ASSIGNMENT :: Locate the line that contains "for each instance", then copy it and all later lines of the data below exactly, through the last one.

── SUPPLIED ENTRIES

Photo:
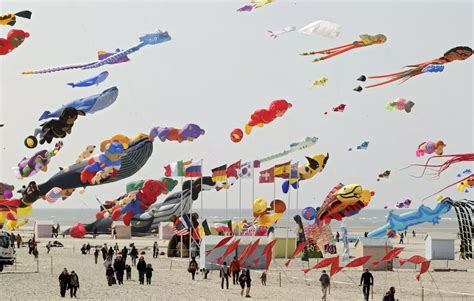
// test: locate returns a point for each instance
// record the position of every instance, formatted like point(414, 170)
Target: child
point(128, 269)
point(264, 278)
point(148, 273)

────

TASK ANSWER ::
// test: locate returns a point for each instance
// record the position of every instance, formatted like point(414, 170)
Target: child
point(128, 269)
point(264, 278)
point(148, 273)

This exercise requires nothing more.